## PROBLEM TO SOLVE
Rewrite the rows below as a JSON list of strings, one string per line, skipping blank lines and leaving out the pictures.

— START PROVIDED RECORDS —

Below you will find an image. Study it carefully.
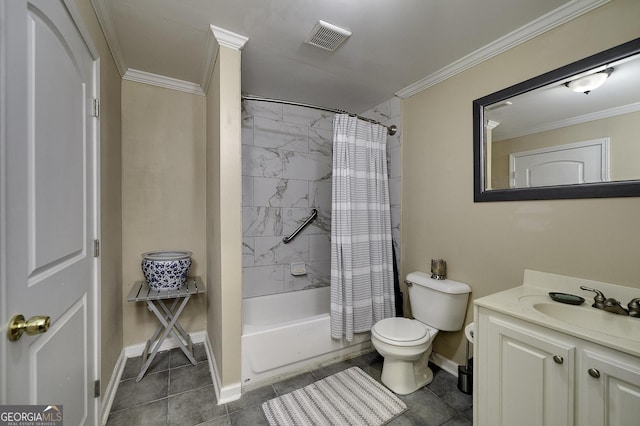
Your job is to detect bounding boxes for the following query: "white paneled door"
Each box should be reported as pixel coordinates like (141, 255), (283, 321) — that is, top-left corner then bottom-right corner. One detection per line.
(0, 0), (99, 425)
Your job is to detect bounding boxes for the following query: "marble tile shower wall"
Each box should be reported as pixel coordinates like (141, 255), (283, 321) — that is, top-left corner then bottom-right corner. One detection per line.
(242, 101), (400, 298)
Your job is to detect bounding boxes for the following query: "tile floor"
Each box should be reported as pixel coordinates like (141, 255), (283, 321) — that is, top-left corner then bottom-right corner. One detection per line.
(107, 344), (473, 426)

— END PROVIDED RECORDS —

## THE SOLUTION
[
  "Below you will find an image. Study it carefully.",
  "Your job is to detect bounding boxes for the following query: \"white paneled door\"",
  "Each box should be reported as pixel coordinates like (141, 255), (283, 321) — that is, top-left corner then bottom-right corner. One detection per line.",
  "(0, 0), (99, 425)",
  "Your job is to detect bounding boxes for the following query: \"marble tile shower wall\"",
  "Each box should be reported as pixel coordinates like (141, 255), (283, 321) — that is, top-left corner then bottom-right corner. One detection per line.",
  "(242, 101), (400, 298)",
  "Your job is to detect bounding boxes for the following query: \"tile floor\"",
  "Each box should be reported as pixel coordinates like (141, 255), (283, 321) — that is, top-left corner then bottom-right corner. One detection per line.",
  "(107, 344), (473, 426)"
]